## Exercise
Reproduce the stretch of material from the start through the line containing "xmin=77 ymin=135 xmax=317 ymax=179", both ends included, with all request text left as is. Scale only the bounding-box coordinates in the answers by multiplying each by 0.3 and rounding to a whole number, with halves rounded up.

━━━━━ Extracted records ━━━━━

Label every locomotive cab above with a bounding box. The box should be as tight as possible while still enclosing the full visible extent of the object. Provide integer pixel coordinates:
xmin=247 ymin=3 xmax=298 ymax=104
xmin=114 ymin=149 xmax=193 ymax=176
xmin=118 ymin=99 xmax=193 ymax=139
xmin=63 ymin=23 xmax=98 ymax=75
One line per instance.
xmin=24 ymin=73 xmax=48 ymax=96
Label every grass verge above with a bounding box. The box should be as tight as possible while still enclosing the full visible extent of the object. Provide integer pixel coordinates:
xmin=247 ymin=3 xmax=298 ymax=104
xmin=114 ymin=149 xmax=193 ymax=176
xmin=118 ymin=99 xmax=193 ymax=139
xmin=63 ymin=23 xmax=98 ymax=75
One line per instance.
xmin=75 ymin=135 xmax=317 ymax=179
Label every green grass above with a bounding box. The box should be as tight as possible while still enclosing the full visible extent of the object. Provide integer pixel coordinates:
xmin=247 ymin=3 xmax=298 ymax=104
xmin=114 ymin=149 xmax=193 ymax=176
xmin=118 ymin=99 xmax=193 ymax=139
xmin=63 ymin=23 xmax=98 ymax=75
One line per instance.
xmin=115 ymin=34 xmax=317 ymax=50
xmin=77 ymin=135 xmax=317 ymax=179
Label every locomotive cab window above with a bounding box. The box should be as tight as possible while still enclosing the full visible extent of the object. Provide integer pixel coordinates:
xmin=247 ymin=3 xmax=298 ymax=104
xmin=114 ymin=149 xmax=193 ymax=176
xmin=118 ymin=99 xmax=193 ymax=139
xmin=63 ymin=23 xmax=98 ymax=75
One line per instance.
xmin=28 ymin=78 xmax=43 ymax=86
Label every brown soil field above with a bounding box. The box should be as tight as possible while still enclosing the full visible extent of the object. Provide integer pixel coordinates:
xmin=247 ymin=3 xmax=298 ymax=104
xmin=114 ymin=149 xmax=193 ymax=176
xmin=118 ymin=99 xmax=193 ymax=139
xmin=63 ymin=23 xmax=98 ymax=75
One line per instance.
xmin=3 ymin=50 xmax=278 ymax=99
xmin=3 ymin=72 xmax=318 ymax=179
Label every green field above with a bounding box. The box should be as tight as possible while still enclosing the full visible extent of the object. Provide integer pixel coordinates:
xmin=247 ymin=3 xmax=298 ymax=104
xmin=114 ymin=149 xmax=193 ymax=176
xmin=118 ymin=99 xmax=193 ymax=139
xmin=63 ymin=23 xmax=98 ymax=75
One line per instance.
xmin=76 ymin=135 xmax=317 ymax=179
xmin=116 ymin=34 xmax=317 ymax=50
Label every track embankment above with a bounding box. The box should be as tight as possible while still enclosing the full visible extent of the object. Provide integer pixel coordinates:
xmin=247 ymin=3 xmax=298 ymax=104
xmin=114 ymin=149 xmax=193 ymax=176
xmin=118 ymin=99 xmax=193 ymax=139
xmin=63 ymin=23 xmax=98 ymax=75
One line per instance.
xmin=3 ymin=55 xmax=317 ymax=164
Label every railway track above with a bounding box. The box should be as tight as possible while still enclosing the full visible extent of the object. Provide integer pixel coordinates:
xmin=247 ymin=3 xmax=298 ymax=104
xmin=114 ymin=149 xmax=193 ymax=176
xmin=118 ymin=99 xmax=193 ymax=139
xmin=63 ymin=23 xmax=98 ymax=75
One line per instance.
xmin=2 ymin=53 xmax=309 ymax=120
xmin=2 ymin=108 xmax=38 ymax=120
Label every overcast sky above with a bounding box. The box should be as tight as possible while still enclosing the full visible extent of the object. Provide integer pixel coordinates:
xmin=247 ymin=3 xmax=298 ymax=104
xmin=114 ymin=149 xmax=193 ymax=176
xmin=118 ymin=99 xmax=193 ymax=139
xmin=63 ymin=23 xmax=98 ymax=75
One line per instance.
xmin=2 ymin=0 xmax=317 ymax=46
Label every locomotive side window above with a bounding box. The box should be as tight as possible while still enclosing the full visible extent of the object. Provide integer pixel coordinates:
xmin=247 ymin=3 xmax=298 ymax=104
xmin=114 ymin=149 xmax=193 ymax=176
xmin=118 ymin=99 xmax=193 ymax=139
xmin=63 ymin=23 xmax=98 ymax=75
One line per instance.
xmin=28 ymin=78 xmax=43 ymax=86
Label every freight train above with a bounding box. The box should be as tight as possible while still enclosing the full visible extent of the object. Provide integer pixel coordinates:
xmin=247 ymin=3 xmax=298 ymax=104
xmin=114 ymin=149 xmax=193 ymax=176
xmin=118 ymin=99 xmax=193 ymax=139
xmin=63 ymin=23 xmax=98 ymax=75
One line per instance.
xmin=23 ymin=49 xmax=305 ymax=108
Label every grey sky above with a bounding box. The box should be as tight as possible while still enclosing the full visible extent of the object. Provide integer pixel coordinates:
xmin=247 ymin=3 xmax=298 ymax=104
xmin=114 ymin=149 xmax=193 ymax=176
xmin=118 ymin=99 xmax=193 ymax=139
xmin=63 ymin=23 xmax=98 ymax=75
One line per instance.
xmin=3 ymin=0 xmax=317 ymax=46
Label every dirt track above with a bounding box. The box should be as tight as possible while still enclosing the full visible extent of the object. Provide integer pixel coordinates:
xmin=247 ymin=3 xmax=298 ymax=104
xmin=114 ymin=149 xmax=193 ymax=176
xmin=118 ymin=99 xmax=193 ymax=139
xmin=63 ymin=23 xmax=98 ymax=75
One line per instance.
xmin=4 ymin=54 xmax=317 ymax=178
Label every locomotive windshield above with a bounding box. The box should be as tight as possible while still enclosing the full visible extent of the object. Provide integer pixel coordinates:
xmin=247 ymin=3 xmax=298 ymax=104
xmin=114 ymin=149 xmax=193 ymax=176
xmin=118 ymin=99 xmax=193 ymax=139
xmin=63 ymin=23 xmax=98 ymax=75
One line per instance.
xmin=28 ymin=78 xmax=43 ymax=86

━━━━━

## Solution to the exercise
Label every locomotive cab above with a bounding box. The box should be as tight as possible while still enclosing the full visible extent of the object. Provide integer pixel coordinates:
xmin=247 ymin=3 xmax=298 ymax=104
xmin=114 ymin=149 xmax=193 ymax=176
xmin=118 ymin=99 xmax=193 ymax=139
xmin=63 ymin=23 xmax=98 ymax=75
One line per instance.
xmin=7 ymin=22 xmax=14 ymax=29
Label every grass verge above with a bounding box. The box should be as tight as possible while still enclosing the full visible extent of the object. Provide integer pixel coordinates:
xmin=247 ymin=3 xmax=298 ymax=104
xmin=114 ymin=149 xmax=193 ymax=176
xmin=118 ymin=99 xmax=193 ymax=139
xmin=63 ymin=23 xmax=98 ymax=75
One line per instance.
xmin=23 ymin=41 xmax=95 ymax=54
Label every green grass above with a bounding box. The box should be as tight as possible while still enclosing the full visible extent of the object. Provide integer pixel coordinates:
xmin=247 ymin=3 xmax=298 ymax=104
xmin=114 ymin=149 xmax=193 ymax=176
xmin=118 ymin=99 xmax=193 ymax=139
xmin=63 ymin=23 xmax=98 ymax=75
One line per instance.
xmin=35 ymin=10 xmax=95 ymax=15
xmin=23 ymin=41 xmax=95 ymax=54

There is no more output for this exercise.